--- Page extract ---

Linux Time Management for Cassandra

Linux Time Management for Cassandra
Author: Hayato Shimizu
In distributed databases, time is more than just a clock-ticking—it's the foundation for consistency. At AxonOps, we work closely with companies deploying Apache Cassandra at scale, and one recurring topic we encounter is clock synchronization. Unlike Google's Spanner, which uses GPS and atomic clocks, Cassandra relies on precise yet conventional clock synchronization methods. Let’s explore why clock management is critical for Cassandra, and how to do it right.
Why Cassandra Needs Accurate Time Sync
Apache Cassandra uses a last-write-wins (LWW) conflict resolution model. Every write is timestamped (in microseconds) and the highest timestamped value is considered the most recent. This model works well in theory but can go dangerously wrong when system clocks drift:
- Inconsistent conflict resolution: If Node A thinks it's 10:00:05 and Node B thinks it’s 10:00:03, a write from Node B can appear stale even if it’s logically more recent.
- TTL expiration issues: Time-To-Live (TTL) expiration relies on accurate clocks. A clock drift can cause premature or delayed data expiry.
- Gossip coordination: Successfully coordinating gossip requires Cassandra server time to be synchronized with each other.
Thus, Cassandra nodes must keep their clocks tightly synchronized—not to a global standard like UTC, but with each other.

--- Dataset records ---

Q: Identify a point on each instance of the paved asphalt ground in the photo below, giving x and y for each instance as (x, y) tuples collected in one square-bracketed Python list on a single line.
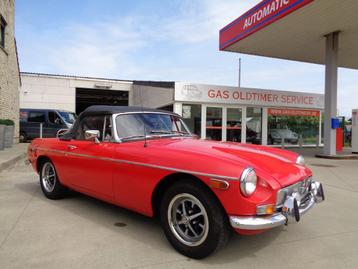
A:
[(81, 232)]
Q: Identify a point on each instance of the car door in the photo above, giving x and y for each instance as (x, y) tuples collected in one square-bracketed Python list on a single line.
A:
[(89, 165)]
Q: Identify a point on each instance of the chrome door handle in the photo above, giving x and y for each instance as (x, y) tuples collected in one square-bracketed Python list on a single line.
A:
[(71, 147)]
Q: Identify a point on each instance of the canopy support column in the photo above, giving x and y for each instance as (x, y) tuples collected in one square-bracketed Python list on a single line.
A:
[(330, 94)]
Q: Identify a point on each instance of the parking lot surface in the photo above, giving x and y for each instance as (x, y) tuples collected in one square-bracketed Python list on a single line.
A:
[(81, 232)]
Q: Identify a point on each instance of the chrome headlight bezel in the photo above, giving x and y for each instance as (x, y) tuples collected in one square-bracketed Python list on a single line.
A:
[(300, 160), (248, 181)]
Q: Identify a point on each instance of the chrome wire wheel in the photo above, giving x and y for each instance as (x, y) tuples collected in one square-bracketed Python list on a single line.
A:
[(188, 219), (48, 176)]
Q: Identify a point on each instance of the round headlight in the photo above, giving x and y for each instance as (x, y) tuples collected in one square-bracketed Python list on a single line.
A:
[(248, 181), (300, 160)]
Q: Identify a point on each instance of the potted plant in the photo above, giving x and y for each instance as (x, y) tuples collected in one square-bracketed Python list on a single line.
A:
[(9, 132), (2, 135)]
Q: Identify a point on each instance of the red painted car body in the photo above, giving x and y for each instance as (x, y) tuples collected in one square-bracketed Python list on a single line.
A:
[(128, 174)]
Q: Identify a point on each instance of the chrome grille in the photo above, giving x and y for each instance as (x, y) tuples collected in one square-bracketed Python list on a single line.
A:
[(301, 187)]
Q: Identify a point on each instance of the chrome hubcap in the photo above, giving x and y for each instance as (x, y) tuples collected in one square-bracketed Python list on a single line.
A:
[(48, 177), (188, 219)]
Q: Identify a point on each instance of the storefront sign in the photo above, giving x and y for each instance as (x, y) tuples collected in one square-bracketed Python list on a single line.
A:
[(246, 96), (293, 112), (263, 14)]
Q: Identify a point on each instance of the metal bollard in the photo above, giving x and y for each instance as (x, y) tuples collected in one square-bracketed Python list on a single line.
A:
[(41, 130)]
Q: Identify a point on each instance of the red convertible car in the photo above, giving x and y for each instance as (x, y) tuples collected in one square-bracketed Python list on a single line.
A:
[(148, 161)]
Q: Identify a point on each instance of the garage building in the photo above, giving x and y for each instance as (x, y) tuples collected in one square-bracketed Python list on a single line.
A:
[(217, 112)]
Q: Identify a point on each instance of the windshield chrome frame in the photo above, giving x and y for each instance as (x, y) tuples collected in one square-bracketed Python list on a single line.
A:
[(119, 140)]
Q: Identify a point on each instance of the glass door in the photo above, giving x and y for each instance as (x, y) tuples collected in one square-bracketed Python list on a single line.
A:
[(214, 121), (233, 124)]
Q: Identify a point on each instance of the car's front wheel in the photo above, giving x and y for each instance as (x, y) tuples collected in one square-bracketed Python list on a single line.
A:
[(50, 183), (193, 221)]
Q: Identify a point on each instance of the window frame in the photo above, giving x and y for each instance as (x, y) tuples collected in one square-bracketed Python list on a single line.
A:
[(32, 112), (3, 25), (102, 130)]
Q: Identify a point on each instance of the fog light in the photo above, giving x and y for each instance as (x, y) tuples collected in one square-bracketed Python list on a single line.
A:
[(265, 209)]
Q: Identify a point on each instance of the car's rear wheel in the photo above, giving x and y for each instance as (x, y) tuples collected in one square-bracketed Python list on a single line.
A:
[(50, 183), (193, 221)]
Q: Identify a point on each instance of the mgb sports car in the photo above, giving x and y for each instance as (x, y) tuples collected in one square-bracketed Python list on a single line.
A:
[(148, 161)]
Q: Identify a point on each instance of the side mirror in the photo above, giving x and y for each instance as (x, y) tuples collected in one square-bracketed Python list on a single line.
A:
[(58, 121), (92, 135), (61, 132)]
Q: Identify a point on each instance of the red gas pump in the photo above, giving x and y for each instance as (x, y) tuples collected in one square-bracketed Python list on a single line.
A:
[(339, 139)]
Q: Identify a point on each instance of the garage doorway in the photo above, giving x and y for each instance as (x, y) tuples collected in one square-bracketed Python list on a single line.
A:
[(89, 97)]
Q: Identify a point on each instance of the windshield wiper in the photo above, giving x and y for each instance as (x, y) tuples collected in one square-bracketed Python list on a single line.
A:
[(133, 137), (167, 132)]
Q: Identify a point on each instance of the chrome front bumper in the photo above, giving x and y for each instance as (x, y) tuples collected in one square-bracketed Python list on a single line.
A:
[(292, 210)]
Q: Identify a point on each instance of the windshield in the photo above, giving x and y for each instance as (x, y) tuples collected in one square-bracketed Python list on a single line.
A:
[(133, 126), (68, 117)]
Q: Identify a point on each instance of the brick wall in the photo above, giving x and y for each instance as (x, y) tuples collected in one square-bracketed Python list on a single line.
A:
[(9, 71)]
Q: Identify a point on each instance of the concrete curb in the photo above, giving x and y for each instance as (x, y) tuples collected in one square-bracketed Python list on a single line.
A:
[(338, 157), (8, 163)]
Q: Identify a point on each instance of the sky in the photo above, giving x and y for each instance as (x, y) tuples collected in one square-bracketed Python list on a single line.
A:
[(173, 40)]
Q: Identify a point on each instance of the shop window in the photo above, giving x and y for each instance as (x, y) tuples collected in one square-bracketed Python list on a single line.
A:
[(192, 117), (292, 126), (233, 124), (254, 125), (214, 123), (37, 117), (54, 118), (2, 31)]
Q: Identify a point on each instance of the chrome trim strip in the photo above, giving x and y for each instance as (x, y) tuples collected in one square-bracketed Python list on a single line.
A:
[(140, 164), (257, 223), (266, 222)]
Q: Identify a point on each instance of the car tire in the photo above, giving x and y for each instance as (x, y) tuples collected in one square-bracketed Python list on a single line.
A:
[(195, 237), (50, 183), (23, 137)]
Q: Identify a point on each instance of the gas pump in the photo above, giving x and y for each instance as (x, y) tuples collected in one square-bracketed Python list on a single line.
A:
[(355, 130)]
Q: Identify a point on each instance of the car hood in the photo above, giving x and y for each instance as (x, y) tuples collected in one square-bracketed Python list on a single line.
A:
[(229, 159)]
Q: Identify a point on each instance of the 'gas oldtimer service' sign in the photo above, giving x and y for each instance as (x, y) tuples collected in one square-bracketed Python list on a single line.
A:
[(199, 93)]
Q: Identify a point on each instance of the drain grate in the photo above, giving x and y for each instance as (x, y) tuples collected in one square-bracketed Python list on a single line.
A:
[(323, 165), (120, 224)]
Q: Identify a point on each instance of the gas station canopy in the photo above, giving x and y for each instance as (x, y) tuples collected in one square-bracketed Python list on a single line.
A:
[(295, 30), (313, 31)]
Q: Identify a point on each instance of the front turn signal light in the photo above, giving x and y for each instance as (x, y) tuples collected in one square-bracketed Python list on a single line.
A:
[(265, 209), (218, 184)]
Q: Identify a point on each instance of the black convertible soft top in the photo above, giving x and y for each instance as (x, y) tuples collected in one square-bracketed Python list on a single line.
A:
[(109, 110)]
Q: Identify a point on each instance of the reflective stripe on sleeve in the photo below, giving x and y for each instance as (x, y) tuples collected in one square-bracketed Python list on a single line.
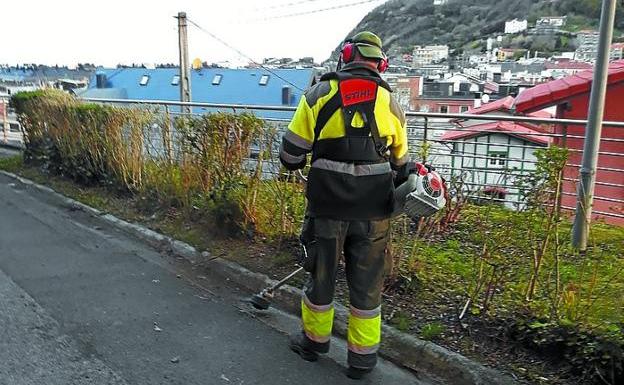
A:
[(352, 169), (400, 161), (289, 158), (297, 140)]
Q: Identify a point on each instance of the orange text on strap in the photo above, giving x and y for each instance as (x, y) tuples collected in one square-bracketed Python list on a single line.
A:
[(356, 91)]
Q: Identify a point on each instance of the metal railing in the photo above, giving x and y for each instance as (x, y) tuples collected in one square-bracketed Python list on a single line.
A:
[(487, 160)]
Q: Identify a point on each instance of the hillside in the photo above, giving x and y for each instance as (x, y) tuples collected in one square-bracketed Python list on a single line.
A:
[(464, 24)]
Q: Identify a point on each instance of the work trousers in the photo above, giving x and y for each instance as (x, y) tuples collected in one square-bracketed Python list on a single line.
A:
[(364, 246)]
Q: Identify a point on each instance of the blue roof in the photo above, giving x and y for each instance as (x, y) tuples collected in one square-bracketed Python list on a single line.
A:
[(43, 73), (237, 86)]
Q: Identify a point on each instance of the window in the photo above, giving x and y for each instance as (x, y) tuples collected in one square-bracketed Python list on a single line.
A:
[(144, 80), (497, 159)]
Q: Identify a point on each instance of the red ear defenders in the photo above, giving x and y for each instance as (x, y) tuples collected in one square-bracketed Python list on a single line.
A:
[(348, 54)]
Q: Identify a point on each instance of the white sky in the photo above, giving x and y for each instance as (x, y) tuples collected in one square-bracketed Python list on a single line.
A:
[(143, 31)]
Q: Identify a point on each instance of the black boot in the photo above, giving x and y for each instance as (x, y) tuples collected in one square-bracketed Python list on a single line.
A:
[(358, 373), (298, 344)]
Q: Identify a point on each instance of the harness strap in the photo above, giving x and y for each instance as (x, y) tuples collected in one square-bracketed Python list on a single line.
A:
[(366, 108), (326, 112)]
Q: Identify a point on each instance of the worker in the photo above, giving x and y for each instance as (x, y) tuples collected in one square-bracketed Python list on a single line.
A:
[(355, 132)]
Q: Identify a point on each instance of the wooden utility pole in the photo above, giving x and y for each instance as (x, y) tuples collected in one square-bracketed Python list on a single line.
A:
[(593, 131), (5, 123), (185, 69)]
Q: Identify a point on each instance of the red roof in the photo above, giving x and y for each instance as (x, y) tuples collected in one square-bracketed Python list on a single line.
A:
[(501, 104), (510, 128), (551, 93), (568, 65), (505, 105)]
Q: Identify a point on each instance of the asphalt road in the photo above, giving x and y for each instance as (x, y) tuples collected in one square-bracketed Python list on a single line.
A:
[(82, 303)]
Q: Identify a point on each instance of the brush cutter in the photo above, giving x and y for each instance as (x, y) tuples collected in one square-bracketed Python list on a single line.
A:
[(422, 195)]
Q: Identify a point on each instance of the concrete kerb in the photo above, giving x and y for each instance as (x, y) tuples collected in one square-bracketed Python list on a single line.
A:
[(400, 348), (12, 146)]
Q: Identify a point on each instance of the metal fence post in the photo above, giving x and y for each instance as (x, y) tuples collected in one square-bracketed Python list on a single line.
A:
[(5, 123), (167, 135), (425, 149), (593, 131)]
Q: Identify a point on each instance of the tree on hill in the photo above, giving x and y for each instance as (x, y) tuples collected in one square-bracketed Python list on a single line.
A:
[(405, 23)]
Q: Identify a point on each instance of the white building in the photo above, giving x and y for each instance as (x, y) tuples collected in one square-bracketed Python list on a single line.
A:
[(551, 22), (516, 26), (490, 156), (429, 54), (617, 51), (587, 45)]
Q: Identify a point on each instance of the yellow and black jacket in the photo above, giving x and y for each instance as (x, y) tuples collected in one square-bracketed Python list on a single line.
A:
[(356, 133)]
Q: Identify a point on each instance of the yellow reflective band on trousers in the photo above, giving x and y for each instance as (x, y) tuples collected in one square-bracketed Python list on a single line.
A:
[(317, 321), (364, 334)]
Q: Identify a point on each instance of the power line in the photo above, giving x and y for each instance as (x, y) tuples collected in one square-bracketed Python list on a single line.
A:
[(314, 11), (241, 53), (278, 6)]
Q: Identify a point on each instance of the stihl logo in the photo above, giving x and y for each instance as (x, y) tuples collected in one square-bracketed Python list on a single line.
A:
[(359, 95), (355, 91)]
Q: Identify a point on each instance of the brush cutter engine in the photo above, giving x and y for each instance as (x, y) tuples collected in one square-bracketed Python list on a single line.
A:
[(422, 195)]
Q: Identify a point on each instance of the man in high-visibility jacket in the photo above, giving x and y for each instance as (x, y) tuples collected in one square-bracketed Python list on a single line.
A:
[(355, 131)]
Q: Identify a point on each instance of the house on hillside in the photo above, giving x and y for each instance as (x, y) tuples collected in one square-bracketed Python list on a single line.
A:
[(259, 87), (492, 156), (570, 97)]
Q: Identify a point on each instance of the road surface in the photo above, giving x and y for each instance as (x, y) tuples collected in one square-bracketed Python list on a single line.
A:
[(83, 303)]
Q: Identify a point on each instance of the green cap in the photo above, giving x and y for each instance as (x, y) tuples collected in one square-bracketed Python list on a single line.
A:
[(369, 45)]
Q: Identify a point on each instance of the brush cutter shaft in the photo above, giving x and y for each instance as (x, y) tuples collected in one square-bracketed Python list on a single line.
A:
[(284, 280)]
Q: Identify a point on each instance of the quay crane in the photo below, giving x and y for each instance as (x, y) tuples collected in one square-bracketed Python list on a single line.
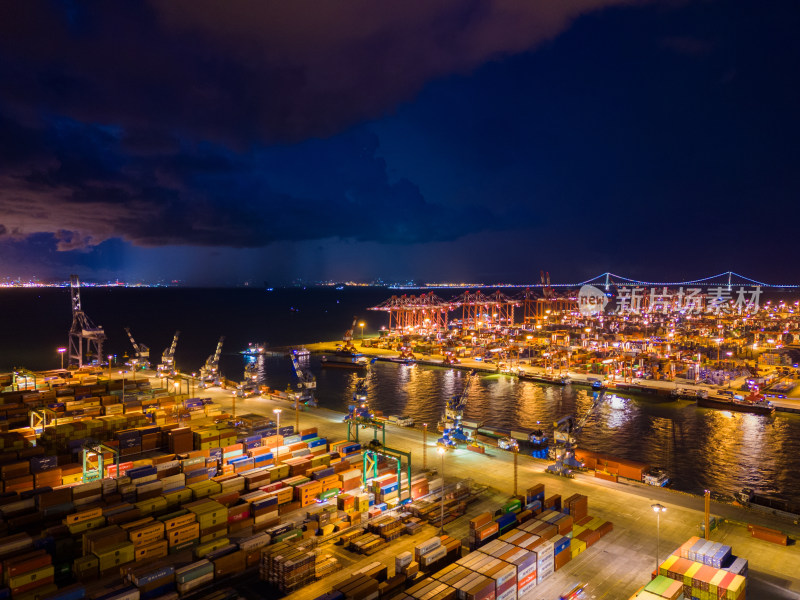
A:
[(209, 372), (142, 356), (347, 338), (359, 414), (452, 425), (84, 336), (564, 432), (167, 366), (306, 382)]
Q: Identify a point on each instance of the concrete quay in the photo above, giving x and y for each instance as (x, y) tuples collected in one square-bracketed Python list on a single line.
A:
[(615, 567), (649, 386)]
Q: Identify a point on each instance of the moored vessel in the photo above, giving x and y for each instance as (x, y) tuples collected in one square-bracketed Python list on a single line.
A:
[(345, 360), (753, 403)]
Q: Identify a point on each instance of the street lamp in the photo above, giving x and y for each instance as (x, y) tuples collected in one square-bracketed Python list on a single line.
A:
[(123, 384), (277, 412), (441, 518), (658, 509)]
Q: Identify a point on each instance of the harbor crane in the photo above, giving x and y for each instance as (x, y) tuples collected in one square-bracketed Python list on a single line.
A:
[(451, 425), (564, 432), (167, 366), (84, 337), (142, 356), (209, 372), (306, 382)]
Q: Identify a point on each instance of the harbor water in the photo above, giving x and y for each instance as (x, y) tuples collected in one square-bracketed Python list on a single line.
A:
[(700, 448)]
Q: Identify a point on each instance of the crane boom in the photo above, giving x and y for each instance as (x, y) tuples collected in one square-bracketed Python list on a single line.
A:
[(564, 432), (142, 351)]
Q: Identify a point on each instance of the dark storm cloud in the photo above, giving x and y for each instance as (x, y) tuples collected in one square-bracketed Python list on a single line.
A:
[(249, 69), (89, 188), (186, 122)]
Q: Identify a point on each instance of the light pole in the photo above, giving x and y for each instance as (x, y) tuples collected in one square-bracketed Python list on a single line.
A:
[(658, 509), (424, 446), (441, 518), (277, 412)]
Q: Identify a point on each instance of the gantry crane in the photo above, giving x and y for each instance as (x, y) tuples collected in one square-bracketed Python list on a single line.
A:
[(306, 382), (564, 432), (83, 335), (209, 372), (359, 414), (167, 365), (142, 352), (347, 338), (451, 424)]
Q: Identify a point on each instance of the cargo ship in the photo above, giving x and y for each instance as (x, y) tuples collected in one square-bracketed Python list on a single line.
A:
[(753, 403), (345, 360), (534, 437), (749, 497), (551, 379)]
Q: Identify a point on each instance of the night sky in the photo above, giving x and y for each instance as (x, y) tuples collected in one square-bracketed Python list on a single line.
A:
[(461, 140)]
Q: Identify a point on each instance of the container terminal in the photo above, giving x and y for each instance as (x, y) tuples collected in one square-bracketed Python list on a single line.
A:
[(149, 491), (155, 486)]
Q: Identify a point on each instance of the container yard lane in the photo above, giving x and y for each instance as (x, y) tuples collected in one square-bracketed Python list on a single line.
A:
[(622, 561)]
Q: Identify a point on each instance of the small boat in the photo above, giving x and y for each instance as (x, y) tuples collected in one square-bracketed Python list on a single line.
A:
[(509, 444), (255, 349), (597, 384), (345, 360), (552, 379), (657, 477), (754, 403)]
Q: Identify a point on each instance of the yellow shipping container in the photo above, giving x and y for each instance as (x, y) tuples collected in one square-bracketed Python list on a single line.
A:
[(204, 549), (31, 576)]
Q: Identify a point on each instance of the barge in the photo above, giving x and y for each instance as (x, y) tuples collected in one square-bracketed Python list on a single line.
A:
[(345, 360)]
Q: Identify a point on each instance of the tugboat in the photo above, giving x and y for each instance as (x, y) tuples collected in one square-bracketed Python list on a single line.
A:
[(345, 360), (255, 349), (727, 400)]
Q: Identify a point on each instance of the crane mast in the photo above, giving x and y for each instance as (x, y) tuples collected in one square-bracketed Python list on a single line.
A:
[(306, 382), (142, 351), (167, 366), (451, 424), (85, 339), (564, 432), (347, 338), (209, 372)]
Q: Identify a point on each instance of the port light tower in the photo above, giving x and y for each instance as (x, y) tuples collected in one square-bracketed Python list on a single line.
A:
[(84, 336)]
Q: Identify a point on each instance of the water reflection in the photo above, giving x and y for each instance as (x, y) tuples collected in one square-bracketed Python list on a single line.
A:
[(701, 448)]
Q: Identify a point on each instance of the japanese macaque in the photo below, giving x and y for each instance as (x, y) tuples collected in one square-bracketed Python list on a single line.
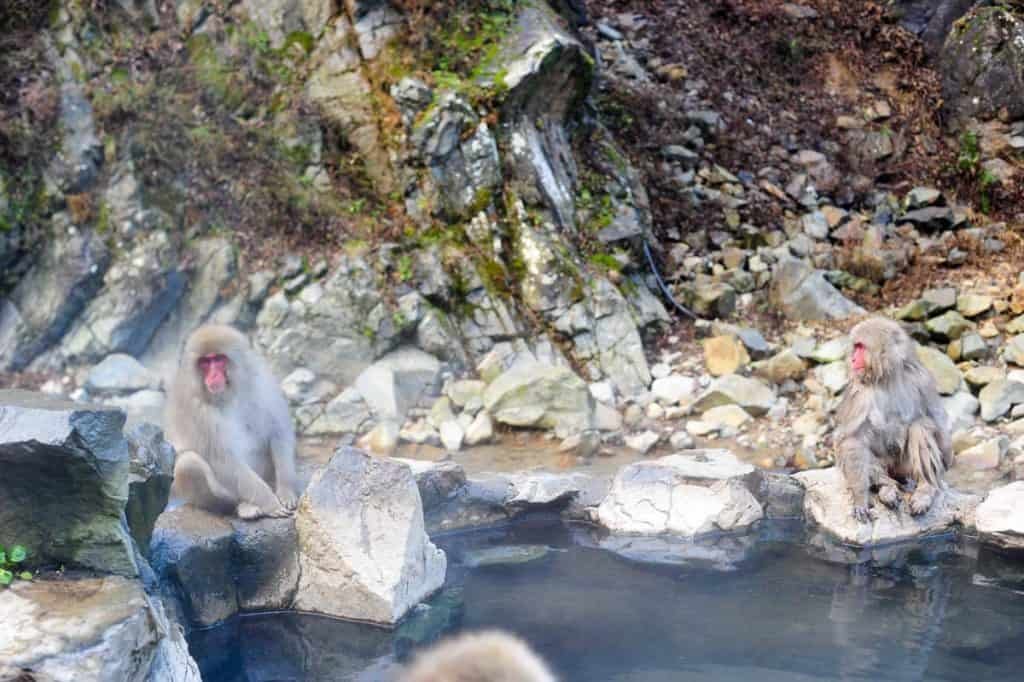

---

- Challenge 1 -
Could you scale the point coordinates in the entries, starting with the line containing "Q: Identify a point on each instance of the red gas" and going on through the line containing "[(339, 139)]"? Give those lines again in full, requests included, with each coordinate in the answers multiplied by 1.2 and rounded to a whole number, halves rounded up.
- Challenge 2 -
Can you extend the page on Linux time management for Cassandra, picking up right after its last sentence?

- Answer 1 -
Q: Identify a point on each instance of the red gas pump in the photo above, giving x and y for each instance as (x, y) tuples collected in one square-bracketed Python list on a single line.
A:
[(407, 167)]

- Answer 2 -
NTP: The Unsung Hero of Cassandra Consistency
Time synchronization across machines is technically challenging. At a glance, syncing clocks might seem simple, but when you account for network jitter, system load, virtualization layers, and different hardware clock sources, maintaining microsecond-level precision becomes a non-trivial engineering problem.
The difficulties compound when nodes are geographically dispersed or run on shared infrastructure where timekeeping stability varies. Packets carrying time updates might be delayed or arrive out of order. Virtual machines may experience time drift due to CPU scheduling. Even small inconsistencies in kernel clocksource selection or leap second handling can create subtle but dangerous issues in a distributed database like Cassandra, where timestamps determine truth.
NTP (Network Time Protocol) is the standard solution to this problem. It works by polling trusted time sources and adjusting the local system clock gradually, using algorithms that filter noise and adapt to network latency. It’s more than a background process—it's the unsung component underpinning data consistency in distributed environments like Cassandra.
Let's walk through how to set up NTP correctly for Cassandra.
Basic Setup Guidelines
- Install NTP: Use chrony ntpd or ntpsec, depending on your OS.
- Use multiple NTP sources: Reduce the risk of a single point of failure.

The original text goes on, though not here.